-- START OF Records shown --

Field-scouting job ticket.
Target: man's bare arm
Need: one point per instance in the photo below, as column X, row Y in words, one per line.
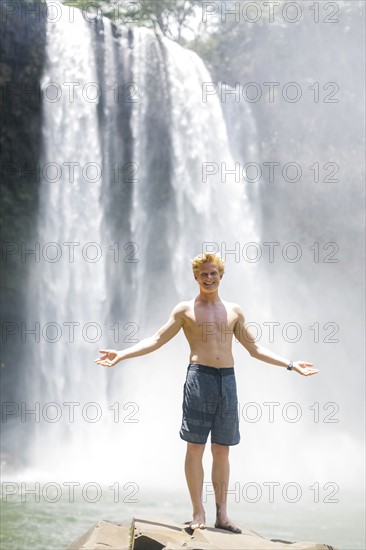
column 147, row 345
column 247, row 339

-- END OF Records shown --

*What you need to do:*
Quote the lines above word for word, leaving out the pictures.

*Full output:*
Field-scouting job ticket.
Target: man's bare arm
Need: one point per instance in the photo below, as column X, row Y in words, one per line.
column 147, row 345
column 247, row 339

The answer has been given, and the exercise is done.